It is difficult to refer to specific letters in my column without treading on the issue of family confidentiality. Most farm families don’t want their neighbours to be aware of their conflict. Neighbours usually are aware of the existence of problems, if not details. And being neighbours or friends, they are reluctant to become involved when people turn to them for support.
Parents often want to pass on the farm to their children. If children respect their parents and manage the farm well, that is fine.
Parents must also respect their children and assess if their offspring have the skill, experience and emotional maturity to handle what they are taking over. Parents must also look at their own financial security for retirement when deciding how to ease out of farming.
Clear communication is important. I heard a CBC radio program recently about three adult children who had taken over their late father’s communication empire based in
Winnipeg. They said written documents were important in their business relationship.
Equally important was checking with each other, rather than on each other, regarding the ongoing business.

**Material to process:**
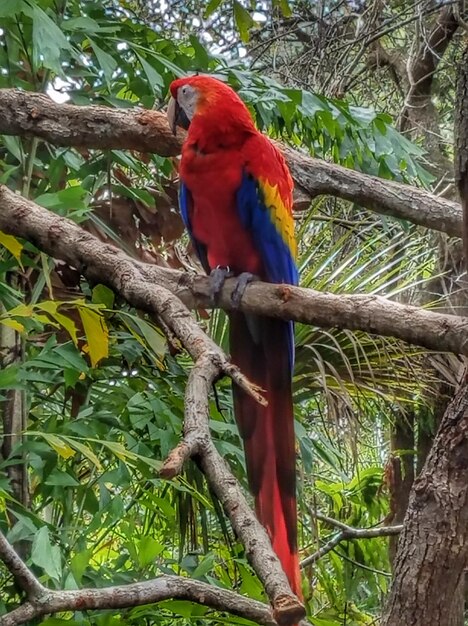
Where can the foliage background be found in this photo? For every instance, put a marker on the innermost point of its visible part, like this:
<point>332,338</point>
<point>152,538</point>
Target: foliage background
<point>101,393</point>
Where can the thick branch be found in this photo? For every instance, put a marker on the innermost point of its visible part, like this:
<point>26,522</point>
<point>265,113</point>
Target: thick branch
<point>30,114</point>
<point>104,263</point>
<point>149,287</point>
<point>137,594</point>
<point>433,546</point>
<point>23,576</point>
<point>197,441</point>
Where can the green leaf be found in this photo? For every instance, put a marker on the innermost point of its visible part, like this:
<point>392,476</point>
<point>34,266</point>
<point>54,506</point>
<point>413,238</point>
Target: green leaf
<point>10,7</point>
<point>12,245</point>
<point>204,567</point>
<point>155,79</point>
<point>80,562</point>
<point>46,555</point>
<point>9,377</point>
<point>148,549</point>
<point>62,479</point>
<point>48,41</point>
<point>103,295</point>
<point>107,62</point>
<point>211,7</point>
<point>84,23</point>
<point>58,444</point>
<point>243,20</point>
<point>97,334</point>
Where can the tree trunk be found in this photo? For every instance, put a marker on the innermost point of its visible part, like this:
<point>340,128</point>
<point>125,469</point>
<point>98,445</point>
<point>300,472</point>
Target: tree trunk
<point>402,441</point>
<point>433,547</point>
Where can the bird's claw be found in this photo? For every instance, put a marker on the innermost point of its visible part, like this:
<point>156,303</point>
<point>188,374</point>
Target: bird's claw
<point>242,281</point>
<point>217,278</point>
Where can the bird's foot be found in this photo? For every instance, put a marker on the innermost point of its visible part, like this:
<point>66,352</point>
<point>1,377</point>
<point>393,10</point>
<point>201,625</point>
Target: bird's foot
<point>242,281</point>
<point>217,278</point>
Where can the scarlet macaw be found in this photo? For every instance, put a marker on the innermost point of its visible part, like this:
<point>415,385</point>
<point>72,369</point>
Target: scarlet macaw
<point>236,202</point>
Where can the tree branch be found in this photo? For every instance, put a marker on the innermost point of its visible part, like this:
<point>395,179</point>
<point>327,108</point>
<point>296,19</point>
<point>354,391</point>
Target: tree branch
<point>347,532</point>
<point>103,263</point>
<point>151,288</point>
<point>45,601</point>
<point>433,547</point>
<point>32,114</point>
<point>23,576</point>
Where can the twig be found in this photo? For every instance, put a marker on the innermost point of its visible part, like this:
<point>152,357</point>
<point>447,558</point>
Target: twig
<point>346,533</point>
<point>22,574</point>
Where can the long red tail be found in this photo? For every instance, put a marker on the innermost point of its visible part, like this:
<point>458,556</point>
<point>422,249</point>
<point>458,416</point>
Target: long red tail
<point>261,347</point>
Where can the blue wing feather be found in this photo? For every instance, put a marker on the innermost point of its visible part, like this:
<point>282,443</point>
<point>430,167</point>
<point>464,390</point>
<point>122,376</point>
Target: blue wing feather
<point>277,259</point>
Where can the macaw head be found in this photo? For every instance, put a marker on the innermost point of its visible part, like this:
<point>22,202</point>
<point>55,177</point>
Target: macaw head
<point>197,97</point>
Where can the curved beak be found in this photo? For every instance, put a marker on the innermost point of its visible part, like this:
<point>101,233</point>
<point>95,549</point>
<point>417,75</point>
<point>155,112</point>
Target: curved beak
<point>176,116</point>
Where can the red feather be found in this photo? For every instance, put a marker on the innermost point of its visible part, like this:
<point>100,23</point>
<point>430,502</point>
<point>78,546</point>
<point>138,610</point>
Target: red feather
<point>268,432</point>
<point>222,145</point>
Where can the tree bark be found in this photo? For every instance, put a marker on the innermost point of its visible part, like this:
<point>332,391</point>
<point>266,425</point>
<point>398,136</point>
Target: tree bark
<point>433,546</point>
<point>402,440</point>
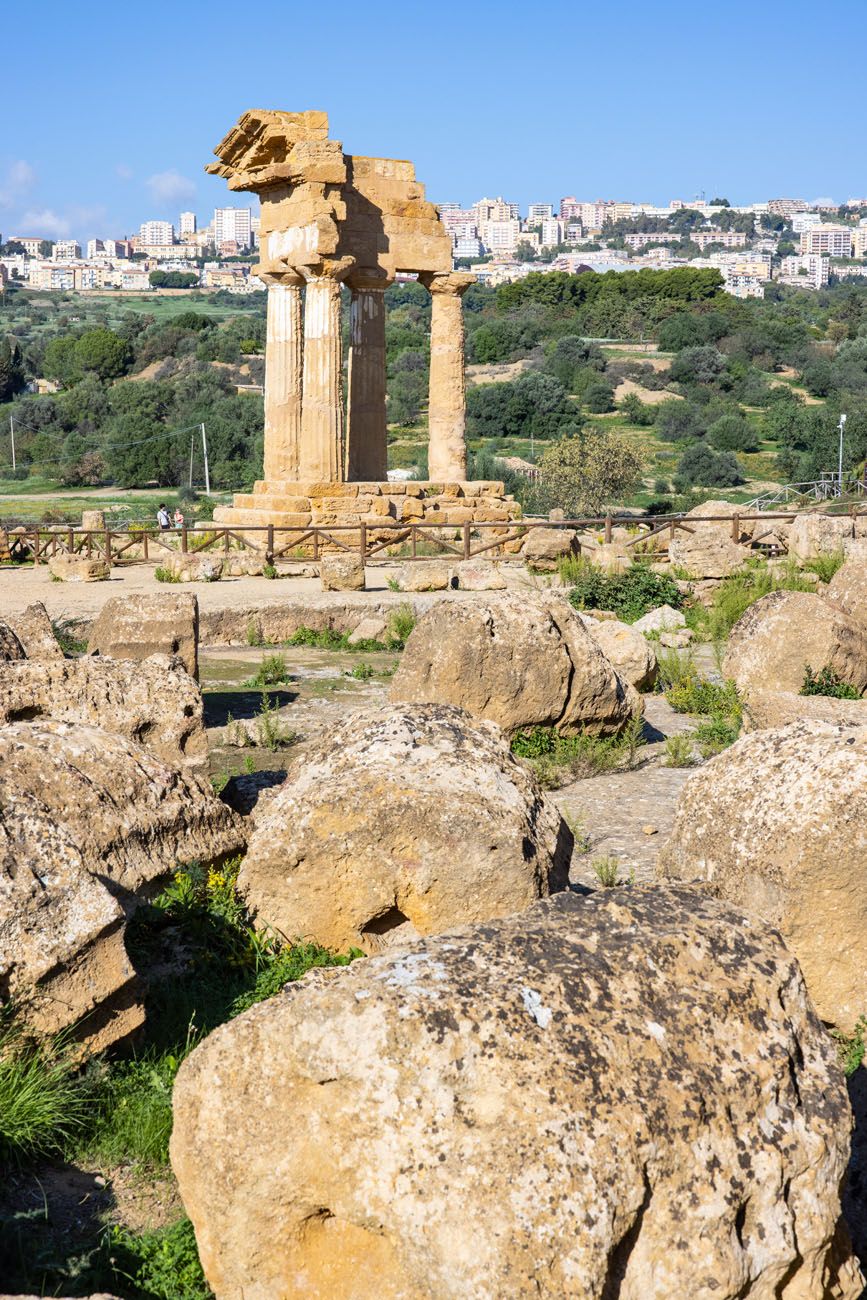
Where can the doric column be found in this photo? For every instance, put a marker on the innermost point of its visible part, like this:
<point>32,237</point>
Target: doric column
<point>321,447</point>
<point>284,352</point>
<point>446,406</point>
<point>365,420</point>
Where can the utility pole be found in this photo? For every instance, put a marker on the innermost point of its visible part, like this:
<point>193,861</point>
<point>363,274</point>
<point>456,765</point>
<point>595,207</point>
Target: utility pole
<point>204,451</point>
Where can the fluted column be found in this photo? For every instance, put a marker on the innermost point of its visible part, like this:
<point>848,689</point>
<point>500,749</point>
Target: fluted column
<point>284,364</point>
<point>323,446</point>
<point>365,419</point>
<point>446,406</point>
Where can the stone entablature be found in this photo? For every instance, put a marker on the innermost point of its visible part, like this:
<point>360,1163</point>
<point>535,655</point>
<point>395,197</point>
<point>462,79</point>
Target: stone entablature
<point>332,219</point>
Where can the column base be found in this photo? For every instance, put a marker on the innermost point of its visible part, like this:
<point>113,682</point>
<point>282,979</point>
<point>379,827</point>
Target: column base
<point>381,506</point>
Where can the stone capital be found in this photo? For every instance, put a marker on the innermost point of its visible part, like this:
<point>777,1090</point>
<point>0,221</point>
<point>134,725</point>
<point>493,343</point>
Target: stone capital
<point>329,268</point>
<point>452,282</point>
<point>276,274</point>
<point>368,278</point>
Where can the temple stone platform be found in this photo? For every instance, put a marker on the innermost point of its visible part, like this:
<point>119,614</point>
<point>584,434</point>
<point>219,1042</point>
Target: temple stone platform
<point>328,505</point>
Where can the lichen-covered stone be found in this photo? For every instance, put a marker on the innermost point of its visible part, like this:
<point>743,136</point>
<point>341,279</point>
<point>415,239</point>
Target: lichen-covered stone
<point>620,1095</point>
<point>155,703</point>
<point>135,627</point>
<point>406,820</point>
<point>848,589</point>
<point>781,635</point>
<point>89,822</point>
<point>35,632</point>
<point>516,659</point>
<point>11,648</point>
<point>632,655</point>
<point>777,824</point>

**Exercise set:**
A - Using the farm column, say whether each statement agrees with it, answering yes or no and quoting the deciding words: (i) Neighbors are usually unaware that a farm family has problems. (ii) The three adult children on the radio program said written documents were important in their business relationship. (iii) Parents deciding how to leave farming must consider their own financial security for retirement.
B - Please copy the entries from their first line up to and including the line with "<point>236,202</point>", leaving the pictures out.

**Answers by task:**
A -
(i) No. "Neighbours usually are aware of the existence of problems, if not details."
(ii) Yes. "They said written documents were important in their business relationship."
(iii) Yes. "Parents must also look at their own financial security for retirement when deciding how to ease out of farming."

B -
Where can the foliage background be found in this photo? For every instance, put a marker on the innermost point of its visible part, like this:
<point>332,338</point>
<point>152,538</point>
Target: foliage background
<point>101,393</point>
Where can the thick branch be found in this photo? For every instance, put a marker on the innermost point of its visible part, like this:
<point>26,522</point>
<point>265,113</point>
Target: thick branch
<point>30,114</point>
<point>104,263</point>
<point>149,287</point>
<point>137,594</point>
<point>433,546</point>
<point>23,576</point>
<point>197,441</point>
Where can the green leaf be found in this photo? For every instance, put a marker on the innermost point of its visible part, like this:
<point>392,476</point>
<point>34,266</point>
<point>54,506</point>
<point>413,238</point>
Target: green leaf
<point>10,7</point>
<point>12,245</point>
<point>204,567</point>
<point>155,79</point>
<point>80,562</point>
<point>46,555</point>
<point>9,377</point>
<point>148,549</point>
<point>62,479</point>
<point>48,41</point>
<point>103,295</point>
<point>107,62</point>
<point>211,7</point>
<point>84,23</point>
<point>58,444</point>
<point>243,20</point>
<point>97,334</point>
Where can the tree trunk be found in this photo? For every instance, put a marker on the innermost point of its visible part, like this:
<point>340,128</point>
<point>125,469</point>
<point>98,445</point>
<point>300,472</point>
Target: tree trunk
<point>402,441</point>
<point>433,547</point>
Where can the bird's claw be found in this photo? For every instance, put a marker on the innermost point of its visible part, like this:
<point>156,303</point>
<point>188,374</point>
Target: bird's claw
<point>242,281</point>
<point>217,278</point>
Where can the bird's foot be found in this photo? For every instance, put a marker on the innermost point of its visible part, like this:
<point>66,352</point>
<point>1,377</point>
<point>393,10</point>
<point>201,625</point>
Target: bird's foot
<point>242,281</point>
<point>217,278</point>
Where can the scarlet macaw be found in this photo? For every instance, put a marker on the innermost point of its visible part, like this:
<point>415,385</point>
<point>72,369</point>
Target: scarlet macaw
<point>236,202</point>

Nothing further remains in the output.